(TEXT BLOCK begins)

University of Oregon Scholar Explores Biological Diversity With Data Science
Using data science applied to plant and animal records at natural history museums, UO graduate student Jordan Rodriguez is finding new ways to study the evolution of key proteins.
As an undergraduate, Rodriguez embarked on a research project looking at the biases and limitations of biodiversity records from natural history collections and databases like iNaturalist. That work led to a recent publication in Nature Ecology and Evolution.
Now she’s a graduate student in biology professor Andrew Kern’s lab at the UO, using machine learning approaches to trace the evolution of protein diversity.
“I realized the statistical power of working with big data, but my first research experience really set the stage for understanding the hidden pitfalls of data,” Rodriguez said.
Having millions of data points can be extremely useful, she said, but only if you understand the data’s limitations.
Rodriguez’s path to computational research started in the Ruth O’Brien Herbarium at Texas A&M University-Corpus Christi, where she helped digitize a collection of plant specimens. Alongside biologist Barnabus Daru, now a professor at Stanford University, Rodriguez began exploring the coverage gaps in different types of natural history data.
“We have access to an abundance of data out there on what species are living where,” Rodriguez said, from legacy museum collections to field observations captured in online databases. “But something we’d started to observe was that in areas typically known as biodiversity hotspots, like the Amazon rainforest, there seemed to be a mismatch between what the data was telling us and what biology was telling us.”
Most natural history records fall into one of two categories. Vouchered records are physical specimens, like those seen in museum and herbarium collections. Observational records are records of a sighting without a physical specimen to back it up.
Thanks to the rise of smartphone apps like iNaturalist and eBird, there’s been an explosion of observational records in recent years. With those tools, anyone — scientist or not — can snap a picture of a plant, insect or bird and document the sighting in a public database.
Rodriguez and Daru looked at more than a billion records and analyzed how the vouchered and observational datasets varied across different groups like plants, birds and butterflies.
The different collection methods “lead to these interesting differences in how separate data sets represent global biodiversity,” Rodriguez said.
Both vouchered and observational data had gaps in coverage, Rodriguez and Daru report in their paper. Both kinds of data sets were more likely to report species in easy-to-access areas: near roadsides, near airports, at lower elevations.
And they were both biased towards certain types of species. People are more likely to capture a picture of a plant with a showy flower than the grass right next to it, Rodriguez said.
But the coverage gaps were greater for observational records, perhaps because vouchered records are often collected more deliberately by researchers on field collection trips. Vouchered records also had richer representation across time, with more balance across years and seasons. Citizen scientists are more likely to be snapping pictures of serendipitous wildlife observations on a warm sunny day than in the winter, Rodriguez noted.

(TEXT BLOCK ends)
(INFORMATION begins)

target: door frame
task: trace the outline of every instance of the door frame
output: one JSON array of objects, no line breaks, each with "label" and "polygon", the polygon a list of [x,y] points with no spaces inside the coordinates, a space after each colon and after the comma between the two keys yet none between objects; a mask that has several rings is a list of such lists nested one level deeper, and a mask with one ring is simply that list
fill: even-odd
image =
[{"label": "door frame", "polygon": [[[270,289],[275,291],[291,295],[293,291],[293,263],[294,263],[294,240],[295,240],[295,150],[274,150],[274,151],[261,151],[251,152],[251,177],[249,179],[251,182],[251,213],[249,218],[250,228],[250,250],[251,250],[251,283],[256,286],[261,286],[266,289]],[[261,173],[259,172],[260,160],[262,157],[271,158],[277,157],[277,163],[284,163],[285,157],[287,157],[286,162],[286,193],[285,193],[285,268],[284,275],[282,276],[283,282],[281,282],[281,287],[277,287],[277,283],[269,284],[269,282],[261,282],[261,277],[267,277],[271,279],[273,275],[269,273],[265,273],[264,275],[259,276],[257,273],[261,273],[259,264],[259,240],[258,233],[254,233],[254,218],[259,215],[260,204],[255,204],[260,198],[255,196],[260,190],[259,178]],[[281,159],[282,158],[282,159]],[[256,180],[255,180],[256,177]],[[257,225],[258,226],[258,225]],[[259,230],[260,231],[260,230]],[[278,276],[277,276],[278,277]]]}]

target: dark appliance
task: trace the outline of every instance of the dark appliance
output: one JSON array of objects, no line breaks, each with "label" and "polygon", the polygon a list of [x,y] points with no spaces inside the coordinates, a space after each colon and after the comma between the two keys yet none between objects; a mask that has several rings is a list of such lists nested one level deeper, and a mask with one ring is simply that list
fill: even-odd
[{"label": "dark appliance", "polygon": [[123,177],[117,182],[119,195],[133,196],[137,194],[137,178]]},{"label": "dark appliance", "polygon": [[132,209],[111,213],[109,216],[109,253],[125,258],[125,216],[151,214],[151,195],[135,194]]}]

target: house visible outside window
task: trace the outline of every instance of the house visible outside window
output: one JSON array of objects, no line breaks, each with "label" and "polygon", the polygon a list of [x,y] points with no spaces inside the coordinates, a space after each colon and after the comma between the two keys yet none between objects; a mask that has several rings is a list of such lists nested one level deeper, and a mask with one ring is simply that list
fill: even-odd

(INFORMATION ends)

◆ **TASKS TO CARRY OUT**:
1 - In the article on biodiversity data, why has there been an explosion of observational records in recent years?
2 - Answer these questions from the article on biodiversity data:
(a) Whose lab at the UO is Rodriguez working in as a graduate student?
(b) Where did Rodriguez help digitize a collection of plant specimens?
(c) How many records did Rodriguez and Daru look at?

◆ **RESULTS BY TASK**:
1 - Smartphone apps like iNaturalist and eBird let anyone, scientist or not, take a picture of a plant, insect or bird and record the sighting in a public database.

2 -
(a) Biology professor Andrew Kern's lab.
(b) The Ruth O'Brien Herbarium at Texas A&M University-Corpus Christi.
(c) More than a billion.